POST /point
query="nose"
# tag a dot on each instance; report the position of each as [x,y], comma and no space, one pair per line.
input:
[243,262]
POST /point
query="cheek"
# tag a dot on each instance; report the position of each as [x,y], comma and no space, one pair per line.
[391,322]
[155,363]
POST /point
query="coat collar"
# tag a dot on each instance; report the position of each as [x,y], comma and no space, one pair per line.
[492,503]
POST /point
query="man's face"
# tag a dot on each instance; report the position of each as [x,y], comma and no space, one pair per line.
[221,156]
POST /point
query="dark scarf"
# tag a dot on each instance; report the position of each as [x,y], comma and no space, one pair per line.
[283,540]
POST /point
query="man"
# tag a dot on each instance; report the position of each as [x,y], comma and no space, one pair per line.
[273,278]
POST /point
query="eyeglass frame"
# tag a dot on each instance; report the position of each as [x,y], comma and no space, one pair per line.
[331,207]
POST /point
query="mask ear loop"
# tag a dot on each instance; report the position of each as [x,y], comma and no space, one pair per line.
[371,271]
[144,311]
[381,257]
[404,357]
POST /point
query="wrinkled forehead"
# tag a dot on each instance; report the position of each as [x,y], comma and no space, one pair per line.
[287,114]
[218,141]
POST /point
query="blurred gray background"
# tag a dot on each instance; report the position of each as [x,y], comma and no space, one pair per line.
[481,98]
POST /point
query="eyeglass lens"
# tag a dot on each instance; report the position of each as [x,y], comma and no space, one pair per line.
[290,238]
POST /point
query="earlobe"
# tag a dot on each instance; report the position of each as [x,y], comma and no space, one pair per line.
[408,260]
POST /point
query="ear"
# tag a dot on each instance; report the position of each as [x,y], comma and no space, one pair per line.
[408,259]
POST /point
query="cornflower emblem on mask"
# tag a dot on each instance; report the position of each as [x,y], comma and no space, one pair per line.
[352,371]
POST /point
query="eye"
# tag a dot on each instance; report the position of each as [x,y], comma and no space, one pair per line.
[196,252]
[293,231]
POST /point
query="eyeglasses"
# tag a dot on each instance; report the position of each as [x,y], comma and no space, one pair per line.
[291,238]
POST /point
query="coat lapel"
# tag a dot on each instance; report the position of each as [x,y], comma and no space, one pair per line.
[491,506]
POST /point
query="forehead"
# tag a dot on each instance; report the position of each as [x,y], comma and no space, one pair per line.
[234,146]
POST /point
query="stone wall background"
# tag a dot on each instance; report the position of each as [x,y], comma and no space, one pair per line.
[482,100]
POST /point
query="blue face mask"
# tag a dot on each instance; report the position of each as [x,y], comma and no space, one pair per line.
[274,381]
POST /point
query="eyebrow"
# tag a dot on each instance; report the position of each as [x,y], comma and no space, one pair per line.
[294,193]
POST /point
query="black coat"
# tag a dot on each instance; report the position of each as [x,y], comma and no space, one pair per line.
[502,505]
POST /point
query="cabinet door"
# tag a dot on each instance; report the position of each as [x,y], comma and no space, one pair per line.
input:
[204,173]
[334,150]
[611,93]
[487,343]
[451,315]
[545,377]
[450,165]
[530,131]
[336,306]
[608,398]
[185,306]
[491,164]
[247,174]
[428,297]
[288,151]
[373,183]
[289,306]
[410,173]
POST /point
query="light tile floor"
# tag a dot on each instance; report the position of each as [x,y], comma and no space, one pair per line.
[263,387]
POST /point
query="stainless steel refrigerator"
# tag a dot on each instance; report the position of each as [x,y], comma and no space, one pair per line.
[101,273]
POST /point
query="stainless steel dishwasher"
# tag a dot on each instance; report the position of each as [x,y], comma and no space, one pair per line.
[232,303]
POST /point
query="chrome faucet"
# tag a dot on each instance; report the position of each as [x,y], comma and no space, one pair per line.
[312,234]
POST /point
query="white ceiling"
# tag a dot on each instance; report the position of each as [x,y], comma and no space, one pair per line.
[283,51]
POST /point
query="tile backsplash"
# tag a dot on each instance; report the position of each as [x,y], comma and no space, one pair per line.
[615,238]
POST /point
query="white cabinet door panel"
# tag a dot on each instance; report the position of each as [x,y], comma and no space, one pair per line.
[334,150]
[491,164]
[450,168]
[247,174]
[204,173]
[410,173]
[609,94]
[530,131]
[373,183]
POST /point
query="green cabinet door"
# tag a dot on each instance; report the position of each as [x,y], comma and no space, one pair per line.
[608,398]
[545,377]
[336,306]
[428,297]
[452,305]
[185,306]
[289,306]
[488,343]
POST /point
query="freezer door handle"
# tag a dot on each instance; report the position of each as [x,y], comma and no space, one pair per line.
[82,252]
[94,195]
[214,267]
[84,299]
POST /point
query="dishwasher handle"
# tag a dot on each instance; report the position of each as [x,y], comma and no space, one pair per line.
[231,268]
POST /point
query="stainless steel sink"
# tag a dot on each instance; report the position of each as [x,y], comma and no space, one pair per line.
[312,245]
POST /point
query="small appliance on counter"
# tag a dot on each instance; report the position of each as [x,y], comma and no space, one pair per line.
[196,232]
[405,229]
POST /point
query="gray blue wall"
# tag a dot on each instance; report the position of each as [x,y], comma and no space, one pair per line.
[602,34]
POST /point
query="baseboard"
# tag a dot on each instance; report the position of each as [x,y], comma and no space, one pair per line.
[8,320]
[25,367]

----------

Could you retype all of the material word for word?

- Response area -
POST /point
query="nose"
# tag a dot on each instance; report the position of each as [x,y], comma and no space, one pair per line.
input:
[243,262]
POST /point
query="cheek"
# tag a dot on each instance; report the position of each as [x,y], comma and no space, one pair per line.
[391,322]
[155,363]
POST /point
query="coat collar"
# tag a dot on each instance; report the position of each as [x,y], comma and no space, one pair per line.
[492,503]
POST /point
query="man's face"
# tag a dot on each instance; report the position of each as [x,y], comma and no space, one pair per line.
[221,156]
POST /point
query="dark scarf"
# tag a dot on each instance; report the position of each as [x,y], comma and no space, one pair per line.
[283,540]
POST /point
query="man"
# tag a dot on each instance; report the position of each as [x,y], comma and no space, one pair per line.
[273,278]
POST /point
query="eyeglass frame"
# tag a dot on each instance; report the position of each as [x,y], comma and no space, one pair per line.
[331,207]
POST /point
query="mask ear loop"
# tag a dot on each instance; report the position of each as [x,y], comma and no space, one pair per line.
[371,271]
[144,311]
[381,257]
[404,357]
POST /point
query="wrinkled forehead"
# tag a dot on each instance; report the position of each as [x,y], comma and no space, one pair per line.
[287,114]
[218,141]
POST /point
query="blurred gray background"
# tag a dot on each instance; report the position of each as [x,y], comma and no space, one pair per line.
[481,98]
POST /point
query="eyeglass lens"
# tag a dot on each instance; report the position of each as [x,y], comma and no space, one pair per line.
[290,238]
POST /point
query="earlobe"
# tag a dot on each instance; report the position of each as [x,y], comma and no space, one pair per line.
[408,260]
POST /point
query="ear"
# tag a dot on each instance; report the position of each as [x,y], comma and no space, one pair per line.
[408,259]
POST /point
query="cornflower emblem on mask"
# tag a dot on each instance; report the position of each as [x,y], comma and no space, one pair per line.
[352,371]
POST /point
query="eye"
# tag a dot on each instance; report the position of each as [x,y], comma and no space, one pair per line.
[196,252]
[293,231]
POST /point
query="eyeglasses"
# tag a dot on each instance; report the position of each as [x,y], comma and no space, one pair per line.
[291,238]
POST /point
query="coat lapel"
# tag a dot on each instance; report the position of each as [x,y], comma and no space, one pair per line.
[491,506]
POST /point
query="forehead"
# tag a dot on each instance; report the position of each as [x,y], comma and no space, one pair per line.
[234,146]
POST /point
query="stone wall background"
# tag a dot on each instance; report the position of each as [x,y], comma and no space, one pair per line.
[482,100]
POST /point
query="blue face mask"
# tag a dot on each instance; report the position of each as [x,y], comma and no space, one pair per line.
[274,381]
POST /point
query="eyebrow"
# tag a dot on each instance; report the position of each as [x,y], comma and no space, one pair per line.
[294,193]
POST /point
query="black coat"
# tag a dot on each instance; report the position of each as [x,y], comma and no space, one pair per line.
[502,505]
POST /point
query="cabinet door"
# tag a dot on each instance; report the position of each as [x,y], comma and no space, one pair per line.
input:
[204,173]
[334,150]
[611,93]
[487,343]
[451,315]
[545,377]
[450,165]
[530,131]
[336,306]
[608,398]
[185,306]
[491,164]
[247,174]
[428,297]
[288,151]
[373,183]
[289,306]
[410,173]
POST /point
query="light tile floor"
# tag a dot on each instance; report the position of each as [x,y], comma and no space, one pair per line.
[263,387]
POST /point
query="stainless steel refrigerator"
# tag a dot on each instance; report the position of each as [x,y], comma and no space, one pair per line.
[101,273]
POST /point
query="stainless steel dishwasher"
# tag a dot on each instance; report the position of each as [x,y], comma and no space, one pair per line.
[232,303]
POST /point
query="chrome faucet"
# tag a dot on each instance; report the position of each as [x,y], comma and no space, one pair per line.
[312,234]
POST /point
query="white ceiling"
# tag a dot on each instance; report the position of each as [x,y], comma and no space, one pair per line.
[283,51]
POST /point
query="tile backsplash"
# tag a dot on each instance; report the position of each as [x,y], comma and no space, one pair per line.
[615,238]
POST /point
query="white cabinet door panel"
# tag a dot on each instance; report the position of each as [x,y], comma and no space, one pair per line.
[334,150]
[491,164]
[450,168]
[247,174]
[204,173]
[410,173]
[609,94]
[530,131]
[373,183]
POST /point
query="green cabinet door"
# tag a dot on each instance; report the position of each as [x,y], comma and no space, one pair per line.
[608,398]
[545,377]
[336,306]
[428,297]
[452,305]
[185,306]
[289,306]
[488,343]
POST /point
query="freezer door handle"
# tag a dot on each instance; report the position of each as [x,y], comma and no space, one pair per line.
[82,252]
[94,195]
[214,267]
[84,299]
POST /point
query="dishwasher handle"
# tag a dot on each instance; report the position of each as [x,y], comma and no space, one pair per line.
[231,268]
POST /point
query="stainless steel sink"
# tag a dot on each instance; report the position of each as [x,y], comma and no space, one pair per line.
[312,245]
POST /point
query="small appliance on counter"
# tag a dot on each instance; report the position of each as [x,y], comma and no space, one pair per line.
[196,232]
[405,229]
POST /point
query="gray blue wall"
# tag a dot on each instance; report the position of each as [x,y], comma and no space, one pair per line.
[602,34]
POST /point
query="baseboard"
# tag a dot on each instance; report the position of each as [x,y], comma and no space, one pair per line.
[8,320]
[25,367]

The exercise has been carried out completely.